Every line below should be given again without alteration.

- **Information supplied**
+ + + +

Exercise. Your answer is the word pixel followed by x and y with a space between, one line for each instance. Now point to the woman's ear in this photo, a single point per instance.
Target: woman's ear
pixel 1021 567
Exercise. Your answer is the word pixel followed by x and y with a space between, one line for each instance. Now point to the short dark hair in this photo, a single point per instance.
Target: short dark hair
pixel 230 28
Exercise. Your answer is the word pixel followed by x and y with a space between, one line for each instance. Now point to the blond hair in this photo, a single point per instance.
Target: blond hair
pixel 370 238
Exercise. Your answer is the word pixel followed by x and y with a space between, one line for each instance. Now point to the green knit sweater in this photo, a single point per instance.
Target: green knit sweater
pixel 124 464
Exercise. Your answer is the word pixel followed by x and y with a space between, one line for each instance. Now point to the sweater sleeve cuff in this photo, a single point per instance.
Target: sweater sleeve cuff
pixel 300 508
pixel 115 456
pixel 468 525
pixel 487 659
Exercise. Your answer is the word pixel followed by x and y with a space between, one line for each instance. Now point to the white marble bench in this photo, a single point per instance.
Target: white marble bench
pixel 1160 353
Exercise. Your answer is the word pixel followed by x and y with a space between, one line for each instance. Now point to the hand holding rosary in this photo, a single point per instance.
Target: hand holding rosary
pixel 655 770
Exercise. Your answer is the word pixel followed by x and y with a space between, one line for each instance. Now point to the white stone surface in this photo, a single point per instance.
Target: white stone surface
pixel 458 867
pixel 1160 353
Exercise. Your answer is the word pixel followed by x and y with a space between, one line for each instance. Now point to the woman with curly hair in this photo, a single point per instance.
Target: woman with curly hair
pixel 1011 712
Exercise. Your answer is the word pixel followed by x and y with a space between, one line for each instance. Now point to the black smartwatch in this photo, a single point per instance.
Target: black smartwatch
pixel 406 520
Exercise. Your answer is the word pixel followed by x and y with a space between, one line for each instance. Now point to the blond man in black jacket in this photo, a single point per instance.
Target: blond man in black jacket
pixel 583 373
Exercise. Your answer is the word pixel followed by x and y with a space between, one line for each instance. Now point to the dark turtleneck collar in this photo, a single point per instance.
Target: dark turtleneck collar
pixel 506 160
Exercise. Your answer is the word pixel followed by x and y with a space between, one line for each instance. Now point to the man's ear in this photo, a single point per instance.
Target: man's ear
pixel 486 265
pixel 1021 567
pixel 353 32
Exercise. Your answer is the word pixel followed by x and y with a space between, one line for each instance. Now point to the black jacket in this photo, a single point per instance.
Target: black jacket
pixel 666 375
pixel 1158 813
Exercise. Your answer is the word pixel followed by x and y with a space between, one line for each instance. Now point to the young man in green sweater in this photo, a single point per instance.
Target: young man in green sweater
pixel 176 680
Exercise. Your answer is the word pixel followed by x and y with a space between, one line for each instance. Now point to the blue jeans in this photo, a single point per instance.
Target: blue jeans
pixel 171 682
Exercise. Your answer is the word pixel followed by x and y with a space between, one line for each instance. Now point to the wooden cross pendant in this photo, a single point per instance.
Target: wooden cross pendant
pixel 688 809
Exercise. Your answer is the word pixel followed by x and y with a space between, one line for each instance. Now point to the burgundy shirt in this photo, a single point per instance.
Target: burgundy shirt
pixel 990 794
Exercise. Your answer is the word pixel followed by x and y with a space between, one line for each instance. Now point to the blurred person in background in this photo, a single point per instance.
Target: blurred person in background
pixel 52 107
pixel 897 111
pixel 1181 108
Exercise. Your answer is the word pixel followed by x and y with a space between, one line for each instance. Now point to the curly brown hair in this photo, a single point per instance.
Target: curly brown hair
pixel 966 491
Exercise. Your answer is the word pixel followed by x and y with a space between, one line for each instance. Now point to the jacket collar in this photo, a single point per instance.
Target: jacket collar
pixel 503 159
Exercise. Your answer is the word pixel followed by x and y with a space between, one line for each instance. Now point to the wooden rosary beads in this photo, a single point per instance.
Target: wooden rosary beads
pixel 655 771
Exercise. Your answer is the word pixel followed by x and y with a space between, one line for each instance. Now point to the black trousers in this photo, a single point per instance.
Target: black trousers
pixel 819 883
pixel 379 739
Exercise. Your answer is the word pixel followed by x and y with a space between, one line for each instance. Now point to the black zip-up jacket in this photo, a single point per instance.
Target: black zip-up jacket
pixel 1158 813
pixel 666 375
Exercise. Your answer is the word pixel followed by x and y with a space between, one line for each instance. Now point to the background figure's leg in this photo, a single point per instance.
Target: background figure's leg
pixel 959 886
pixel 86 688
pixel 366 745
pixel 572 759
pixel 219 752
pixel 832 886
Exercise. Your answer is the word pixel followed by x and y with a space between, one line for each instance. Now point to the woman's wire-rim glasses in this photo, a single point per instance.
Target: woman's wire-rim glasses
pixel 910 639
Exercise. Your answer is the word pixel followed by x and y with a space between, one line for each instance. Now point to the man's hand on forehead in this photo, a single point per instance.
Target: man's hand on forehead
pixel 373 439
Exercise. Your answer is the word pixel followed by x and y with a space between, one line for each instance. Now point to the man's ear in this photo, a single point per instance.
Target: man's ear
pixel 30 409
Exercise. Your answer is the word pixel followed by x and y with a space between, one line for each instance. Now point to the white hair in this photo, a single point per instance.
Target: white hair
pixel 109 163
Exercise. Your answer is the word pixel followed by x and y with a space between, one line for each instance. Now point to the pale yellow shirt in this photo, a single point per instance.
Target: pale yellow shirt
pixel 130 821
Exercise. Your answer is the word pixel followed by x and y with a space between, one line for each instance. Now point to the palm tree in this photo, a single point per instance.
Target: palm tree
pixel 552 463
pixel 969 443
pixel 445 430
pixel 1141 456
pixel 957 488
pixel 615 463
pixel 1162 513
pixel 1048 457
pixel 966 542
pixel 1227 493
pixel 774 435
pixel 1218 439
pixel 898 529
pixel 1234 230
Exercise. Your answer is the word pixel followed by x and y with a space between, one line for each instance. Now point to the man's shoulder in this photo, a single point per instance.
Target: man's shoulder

+ + + +

- **Finished task**
Exercise. Your answer is the word pixel followed by x and y with a space between, one line for each instance. Now point to the woman's ear in this photo, a single point per instance.
Target: woman's ear
pixel 1021 567
Exercise. Your answer is the word pixel followed by x and y with a space between, one line for each instance. Now point to the short dark hair in this photo, a single point per instance.
Target: short dark hair
pixel 230 28
Exercise. Your answer is the word pixel followed by x and y with a space between, one line for each instance. Now point to the blond hair in this photo, a single point per instance.
Target: blond hair
pixel 370 238
Exercise. Your answer is the word pixel followed by x and y with a space between, one line for each instance. Now point to the green knit sweater in this photo, a single point per instance.
Target: green knit sweater
pixel 124 464
Exercise. Your answer is the word pixel followed by x and y with a space between, one line for each instance. Now point to the sweater sleeve cuff in this photo, a single point per instance.
Target: sweater sleeve cuff
pixel 300 508
pixel 115 456
pixel 468 525
pixel 487 659
Exercise. Your answer is the word pixel followed by x and y with a space between, one line for each instance. Now point to the white marble bench in this photo, a single point per instance.
Target: white marble bench
pixel 1160 353
Exercise. Your answer is the word pixel followed by x and y with a space between, one line for each instance. Now point to the hand holding rosary in this photo, a single point per instance.
Target: hand holding rosary
pixel 655 770
Exercise. Your answer is the word pixel followed by x and y with a space between, one line for each instance. Now point to the white stone surface in this photo, a single point per instance.
Target: white stone surface
pixel 458 867
pixel 1160 353
Exercise. Your answer is the word pixel followed by x and y with a space between, one line for each instance. Now point to the woman with curly hair in this photo, a single point per instance.
Target: woman with curly hair
pixel 1011 712
Exercise. Your answer is the word pixel followed by x and y with a space between, one line for each instance. Now point to the black smartwatch in this photo, a single point per instance.
Target: black smartwatch
pixel 406 520
Exercise. Your answer is the word pixel followed by x and y with a space between, one line for each instance. Now point to the blond man in black jacket in this photo, a single point per instance.
Target: blond man in black jacket
pixel 583 373
Exercise. Your answer is the word pixel followed by x and y with a space between, one line for each instance. Now point to the dark turtleneck collar in this photo, a single point per instance.
Target: dark turtleneck collar
pixel 506 160
Exercise. Your answer is the word pixel followed by x and y with a space between, one line for each instance. Now point to the man's ear in this photo, a single point per instance.
Target: man's ear
pixel 486 265
pixel 1021 567
pixel 353 32
Exercise. Your answer is the word pixel followed by x and y with a space between, one line for each instance. Now point to the black jacket in this photo, a single point per instance.
Target: black jacket
pixel 666 375
pixel 1158 813
Exercise. Your answer is the word pixel followed by x and y with a space between, one line for each instance. Now point to the young man in green sweater in this photo, a single point per instance.
Target: young man in green sweater
pixel 176 680
Exercise. Your answer is the word pixel followed by x and y with a space between, one line for each instance. Now point to the blue jeans in this photo, a single point per instance.
Target: blue jeans
pixel 171 682
Exercise. Your answer is the word pixel followed by x and y with a space between, one line for each instance. Now point to the wooden cross pendant in this photo, a single point per instance.
Target: wooden cross pendant
pixel 688 809
Exercise. Your answer is the word pixel followed by x and y with a space between, one line for each instance. Now point to the burgundy shirt in this photo, a single point per instance.
Target: burgundy shirt
pixel 990 794
Exercise. Your answer is the word pixel followed by x and y with a space between, one line for each instance. Now point to the blurred person in background in this photo, a single point per instance.
Target: blurred person in background
pixel 52 107
pixel 897 111
pixel 1181 108
Exercise. Your answer is the word pixel followed by x and y with a space between, one line for each instance. Now point to the curly brown hair in this photo, a single point per instance.
Target: curly brown hair
pixel 966 491
Exercise. Your answer is the word pixel followed by x and y with a space between, one line for each instance. Now point to the jacket collar in this photo, a single point per instance.
Target: jacket collar
pixel 503 159
Exercise. Your answer is the word pixel followed by x and y with a space between, one line for each instance. Now point to the wooden rosary beads in this photo, a single point per instance.
Target: wooden rosary beads
pixel 655 771
Exercise. Your answer is the word pixel followed by x and y with a space between, one line for each instance. Now point to the black trousers in this photo, a single point per instance.
Target: black trousers
pixel 819 883
pixel 379 739
Exercise. Your answer is the word pixel followed by x and y with a space between, one line for each instance. Now point to the black zip-up jacket in this photo, a single point per instance.
Target: black zip-up jacket
pixel 1158 813
pixel 666 375
Exercise. Your answer is the word pixel followed by x and y with a space between, one line for each instance. Now point to the background figure's leg in this photo, a single point per instance.
Target: background figure's leg
pixel 959 886
pixel 86 688
pixel 366 745
pixel 572 759
pixel 219 752
pixel 832 886
Exercise. Your answer is the word pixel followed by x and y with a space between, one line for each instance. Now point to the woman's wire-rim glasses in this photo, a single point per instance.
Target: woman's wire-rim glasses
pixel 910 639
Exercise. Your answer is the word pixel followed by x and y with a space between, one line for each instance. Now point to the man's hand on forehead in this photo, a single point per instance.
Target: man's hand on forehead
pixel 373 439
Exercise. Your answer is the word pixel followed by x and y with a space between, one line for each instance. Now point to the man's ear in this photo, a single point per instance.
Target: man's ear
pixel 30 409
Exercise. Your answer is the word pixel followed by x and y with a space between, one line for each instance. Now point to the white hair in this photo, a single point per instance.
Target: white hair
pixel 109 163
Exercise. Your answer is the word pixel followed by x and y with a space between, one line for each instance. Now point to the pale yellow shirt in this photo, a single point per instance.
Target: pale yellow shirt
pixel 130 821
Exercise. Your answer is the word pixel followed by x and y with a space between, one line for each instance. Now point to the palm tree in this photo, a single point per instance.
Target: palm tree
pixel 552 463
pixel 969 443
pixel 445 430
pixel 1141 456
pixel 957 488
pixel 615 463
pixel 1162 513
pixel 1048 457
pixel 966 542
pixel 1227 493
pixel 774 435
pixel 1218 439
pixel 898 529
pixel 1234 230
Exercise. Your answer is the word pixel followed by x and y with a space between, one line for each instance. Now point to the man's shoulder in this photo, a single point per instance.
Target: man's shoulder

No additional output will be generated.